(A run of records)
⟨
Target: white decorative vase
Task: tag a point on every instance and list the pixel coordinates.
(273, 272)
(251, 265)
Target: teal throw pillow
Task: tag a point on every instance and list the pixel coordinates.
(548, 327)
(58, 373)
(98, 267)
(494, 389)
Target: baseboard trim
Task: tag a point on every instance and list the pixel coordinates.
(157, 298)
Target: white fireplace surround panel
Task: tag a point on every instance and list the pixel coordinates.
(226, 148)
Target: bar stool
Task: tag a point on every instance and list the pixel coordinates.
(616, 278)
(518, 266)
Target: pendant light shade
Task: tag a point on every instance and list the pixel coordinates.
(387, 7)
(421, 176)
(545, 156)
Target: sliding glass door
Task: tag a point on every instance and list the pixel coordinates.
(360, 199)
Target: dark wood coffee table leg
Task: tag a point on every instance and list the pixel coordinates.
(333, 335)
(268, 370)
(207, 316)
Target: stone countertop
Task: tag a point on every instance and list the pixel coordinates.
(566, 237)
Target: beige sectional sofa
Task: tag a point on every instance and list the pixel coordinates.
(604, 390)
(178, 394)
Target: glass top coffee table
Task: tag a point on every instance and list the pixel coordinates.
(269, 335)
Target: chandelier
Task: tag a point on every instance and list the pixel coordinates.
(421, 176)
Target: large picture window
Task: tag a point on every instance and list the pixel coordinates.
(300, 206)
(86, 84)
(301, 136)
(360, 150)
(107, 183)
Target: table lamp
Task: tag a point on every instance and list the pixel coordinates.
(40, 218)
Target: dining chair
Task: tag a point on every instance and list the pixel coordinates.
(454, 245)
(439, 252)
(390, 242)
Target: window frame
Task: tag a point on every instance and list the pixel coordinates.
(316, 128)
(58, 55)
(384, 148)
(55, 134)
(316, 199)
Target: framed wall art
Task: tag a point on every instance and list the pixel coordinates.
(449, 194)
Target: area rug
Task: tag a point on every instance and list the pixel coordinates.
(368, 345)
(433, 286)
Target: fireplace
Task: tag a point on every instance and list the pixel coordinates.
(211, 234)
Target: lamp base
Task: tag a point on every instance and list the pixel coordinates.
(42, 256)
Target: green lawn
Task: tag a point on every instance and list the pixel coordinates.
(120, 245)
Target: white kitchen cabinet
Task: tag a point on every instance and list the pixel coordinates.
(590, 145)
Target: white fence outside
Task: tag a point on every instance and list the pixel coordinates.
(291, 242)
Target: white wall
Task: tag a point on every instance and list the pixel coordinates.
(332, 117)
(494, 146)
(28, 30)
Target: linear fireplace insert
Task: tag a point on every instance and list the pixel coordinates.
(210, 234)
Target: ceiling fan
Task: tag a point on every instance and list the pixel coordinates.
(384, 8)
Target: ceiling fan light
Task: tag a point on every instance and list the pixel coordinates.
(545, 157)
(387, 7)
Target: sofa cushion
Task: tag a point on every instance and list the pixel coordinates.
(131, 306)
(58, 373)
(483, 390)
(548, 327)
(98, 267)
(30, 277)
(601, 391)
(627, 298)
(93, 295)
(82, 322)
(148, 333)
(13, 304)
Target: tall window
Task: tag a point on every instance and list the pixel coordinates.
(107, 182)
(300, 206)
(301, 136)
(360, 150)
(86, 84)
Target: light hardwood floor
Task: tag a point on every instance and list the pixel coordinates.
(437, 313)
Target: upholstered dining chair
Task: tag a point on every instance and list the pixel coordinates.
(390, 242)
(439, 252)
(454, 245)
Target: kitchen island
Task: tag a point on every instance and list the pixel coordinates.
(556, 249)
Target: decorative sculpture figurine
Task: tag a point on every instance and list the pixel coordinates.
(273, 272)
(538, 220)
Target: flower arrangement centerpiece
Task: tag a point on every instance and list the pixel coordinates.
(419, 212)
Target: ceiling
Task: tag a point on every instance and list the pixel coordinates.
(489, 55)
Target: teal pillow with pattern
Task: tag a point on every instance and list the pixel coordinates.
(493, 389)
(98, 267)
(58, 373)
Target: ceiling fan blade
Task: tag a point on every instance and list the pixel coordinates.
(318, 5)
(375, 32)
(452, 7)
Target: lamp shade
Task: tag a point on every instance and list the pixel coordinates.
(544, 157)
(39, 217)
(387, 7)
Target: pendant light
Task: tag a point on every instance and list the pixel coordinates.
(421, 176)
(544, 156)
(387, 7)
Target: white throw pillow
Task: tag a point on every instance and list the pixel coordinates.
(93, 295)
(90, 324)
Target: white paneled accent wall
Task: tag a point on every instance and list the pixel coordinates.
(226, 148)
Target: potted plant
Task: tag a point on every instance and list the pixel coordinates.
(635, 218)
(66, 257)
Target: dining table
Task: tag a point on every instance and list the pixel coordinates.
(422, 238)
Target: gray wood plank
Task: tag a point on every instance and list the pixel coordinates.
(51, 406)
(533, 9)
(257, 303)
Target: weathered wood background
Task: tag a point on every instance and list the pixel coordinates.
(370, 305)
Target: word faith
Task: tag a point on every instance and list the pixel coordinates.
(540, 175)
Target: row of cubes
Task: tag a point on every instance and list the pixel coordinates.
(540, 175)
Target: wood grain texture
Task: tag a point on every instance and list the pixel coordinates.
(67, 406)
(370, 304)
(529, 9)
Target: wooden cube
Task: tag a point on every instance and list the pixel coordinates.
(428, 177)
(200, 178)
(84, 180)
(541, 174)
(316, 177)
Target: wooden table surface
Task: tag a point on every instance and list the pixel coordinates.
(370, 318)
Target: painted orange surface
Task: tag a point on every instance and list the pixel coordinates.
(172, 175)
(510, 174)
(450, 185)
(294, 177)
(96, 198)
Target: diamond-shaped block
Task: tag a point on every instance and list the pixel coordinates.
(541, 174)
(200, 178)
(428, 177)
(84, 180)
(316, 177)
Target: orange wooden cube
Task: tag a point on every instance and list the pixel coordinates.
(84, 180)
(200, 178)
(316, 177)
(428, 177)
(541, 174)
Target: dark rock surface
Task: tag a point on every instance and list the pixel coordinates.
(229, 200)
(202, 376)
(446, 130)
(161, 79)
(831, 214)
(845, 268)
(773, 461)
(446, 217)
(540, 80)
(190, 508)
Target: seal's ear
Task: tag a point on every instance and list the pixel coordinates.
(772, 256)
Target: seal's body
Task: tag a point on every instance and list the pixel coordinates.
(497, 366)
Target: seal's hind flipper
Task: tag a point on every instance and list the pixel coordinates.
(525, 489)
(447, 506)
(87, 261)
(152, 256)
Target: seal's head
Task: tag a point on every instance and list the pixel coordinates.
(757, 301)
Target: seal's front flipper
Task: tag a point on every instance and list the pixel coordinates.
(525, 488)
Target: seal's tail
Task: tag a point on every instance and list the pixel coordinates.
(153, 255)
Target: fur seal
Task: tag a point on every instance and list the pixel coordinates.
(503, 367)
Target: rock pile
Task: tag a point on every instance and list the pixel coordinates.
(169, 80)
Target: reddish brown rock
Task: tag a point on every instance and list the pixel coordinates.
⟩
* What to work on:
Rewrite all the items above with "tag a point" changed to "mark a point" wherever it occurs. Keep every other word and line unchanged.

* Correct answer:
Target: white decorative vase
Task: mark a point on every instance and list the pixel coordinates.
(273, 272)
(251, 265)
Target: teal throw pillow
Task: mark a point on every instance and list the pixel coordinates.
(548, 327)
(58, 373)
(98, 267)
(494, 389)
Target: baseboard trim
Task: mark a point on every instance and list the pixel coordinates.
(157, 298)
Target: white fireplace surround panel
Task: mark a point on every instance and list the pixel coordinates.
(226, 148)
Target: bar stool
Task: mark a point on every instance and list the pixel coordinates.
(616, 278)
(518, 266)
Target: pendant light shade
Task: mark a point on every instance and list the pixel coordinates.
(387, 7)
(421, 176)
(545, 156)
Target: sliding glass door
Task: mark a point on every instance and list the pixel coordinates.
(360, 199)
Target: dark wood coffee table leg
Task: mark a point on every instance and list the pixel coordinates.
(333, 335)
(268, 370)
(207, 316)
Target: stone countertop
Task: mark a point on every instance and list the pixel coordinates.
(566, 237)
Target: beige sectional sofa
Task: mark a point on every instance and list the pixel coordinates.
(604, 390)
(178, 394)
Target: glass top coffee table
Task: mark a point on every instance and list the pixel coordinates.
(269, 335)
Target: chandelier
Task: mark a point on every instance and list the pixel coordinates.
(421, 176)
Target: large picture window
Task: mark a point on every instance and list the pixel coordinates.
(300, 206)
(86, 84)
(301, 136)
(360, 150)
(107, 183)
Target: table lamp
Task: mark a point on every instance and list the pixel coordinates.
(40, 218)
Target: dining chair
Task: mark a point on every instance and list the pixel coordinates.
(454, 245)
(439, 252)
(390, 242)
Target: window frame
Task: mark a point on every instance and list the pixel coordinates.
(316, 128)
(58, 55)
(384, 148)
(55, 134)
(316, 199)
Target: framed wall art
Task: mark a point on every instance and list the pixel coordinates.
(449, 194)
Target: area rug
Task: mark a point on every instance and list the pixel coordinates.
(368, 345)
(433, 286)
Target: fireplace
Task: mark a point on every instance and list the pixel coordinates.
(211, 234)
Target: lamp base
Task: mark a point on every instance and list the pixel coordinates.
(42, 256)
Target: green lawn
Task: mark a point on every instance and list the pixel coordinates.
(120, 245)
Target: white kitchen cabinet
Task: mark a point on every instance and list the pixel coordinates.
(590, 145)
Target: white fence outside
Task: mark a point on every instance and list the pixel coordinates.
(291, 242)
Target: white wall
Task: mark a point on every instance and list the pixel coordinates.
(332, 117)
(494, 146)
(28, 30)
Target: linear fireplace insert
Task: mark a point on every instance and list the pixel coordinates.
(210, 234)
Target: ceiling fan
Task: mark a point on every instance and list the pixel coordinates.
(384, 8)
Target: ceiling fan light
Task: mark a point on every instance and list the pixel coordinates.
(545, 157)
(387, 7)
Target: sofa cushion
Task: mark a point on every instance and list the pixel coordinates.
(131, 306)
(58, 373)
(483, 390)
(548, 327)
(98, 267)
(30, 277)
(601, 391)
(627, 298)
(93, 295)
(82, 322)
(148, 333)
(13, 304)
Target: tall window
Task: mark a point on every instance and list the pixel coordinates.
(107, 182)
(300, 206)
(301, 136)
(360, 150)
(86, 84)
Target: light hardwood floor
Task: mark a point on every instance and list the pixel coordinates.
(437, 313)
Target: upholstered dining chair
Task: mark a point on every instance and list the pixel coordinates.
(390, 242)
(439, 252)
(454, 245)
Target: kitchen island
Task: mark a point on every instance and list the pixel coordinates.
(556, 249)
Target: decorative sculpture figurine
Task: mark a point on every instance and list the pixel coordinates.
(273, 272)
(538, 220)
Target: flower arrangement centerpiece
Task: mark a point on every instance and list the pixel coordinates.
(419, 212)
Target: ceiling
Task: mark a point on every instance and list the pixel coordinates.
(489, 55)
Target: teal pillow with pattern
Task: mark a point on every instance and list the pixel coordinates.
(493, 389)
(98, 267)
(58, 373)
Target: ceiling fan blade
Task: mark a point on every instance and list the pixel coordinates.
(318, 5)
(375, 32)
(452, 7)
Target: lamp shade
Task: mark a point on every instance and list the pixel coordinates.
(544, 157)
(39, 217)
(387, 7)
Target: pendant light
Task: mark a point on every instance and list the pixel coordinates.
(421, 176)
(544, 156)
(387, 7)
Target: white throw pillow
Task: mark a point on every instance and list the pixel coordinates.
(93, 295)
(90, 324)
Target: white paneled accent wall
Task: mark a point on every instance and list the pixel coordinates.
(226, 148)
Target: potted plant
Task: mark a point on every instance and list the pixel coordinates.
(635, 218)
(66, 257)
Target: dining table
Task: mark a point on every instance and list the pixel coordinates.
(422, 238)
Target: gray wood plank
Task: mark a point on every instance and list the pixel coordinates.
(51, 406)
(533, 9)
(257, 303)
Target: weathered wood background
Task: mark a point on every instance and list the pixel coordinates.
(370, 305)
Target: word faith
Task: mark a point on every instance and list the pixel coordinates.
(540, 175)
Target: row of cubes
Task: mark a point on every instance and list the pixel coordinates.
(540, 175)
Target: wood grain texture
Task: mark a point on every instance and list the pixel coordinates.
(67, 406)
(370, 304)
(529, 9)
Target: wooden cube
Task: mark a point on every instance and list the pixel coordinates.
(428, 177)
(200, 178)
(84, 180)
(541, 174)
(316, 177)
Target: wooden table surface
Task: mark a point on every instance and list the pixel coordinates.
(370, 318)
Target: painted orange surface
Task: mark a point on every instance and list the pixel coordinates.
(172, 175)
(510, 174)
(450, 185)
(294, 177)
(96, 198)
Target: diamond-shaped block
Task: mark a point on every instance and list the pixel coordinates.
(541, 174)
(200, 178)
(428, 177)
(84, 180)
(316, 177)
Target: orange wooden cube
Task: mark a point on every instance and list the pixel coordinates.
(84, 180)
(200, 178)
(316, 177)
(428, 177)
(541, 174)
Target: dark rock surface
Task: mark a point on every instance and list the pixel coordinates.
(229, 200)
(202, 376)
(446, 130)
(161, 79)
(831, 214)
(845, 268)
(773, 461)
(446, 217)
(540, 80)
(190, 508)
Target: seal's ear
Task: mark a point on every instance and list the pixel coordinates.
(772, 256)
Target: seal's body
Task: mark a point on every instance and list the pixel coordinates.
(497, 366)
Target: seal's hind flipper
Task: mark a point on every instance and list the pixel coordinates.
(525, 489)
(447, 506)
(87, 261)
(152, 256)
Target: seal's head
Task: mark a point on every instance and list the pixel coordinates.
(757, 301)
Target: seal's front flipper
Task: mark a point on every instance and list the pixel coordinates.
(525, 488)
Target: seal's tail
Task: mark a point on every instance and list the pixel coordinates.
(153, 255)
Target: fur seal
Task: mark a point on every instance and list the pixel coordinates.
(503, 367)
Target: rock pile
Task: mark a point on every instance and list the pixel coordinates.
(169, 80)
Target: reddish brown rock
Task: mark a point on every instance and list the pixel coordinates.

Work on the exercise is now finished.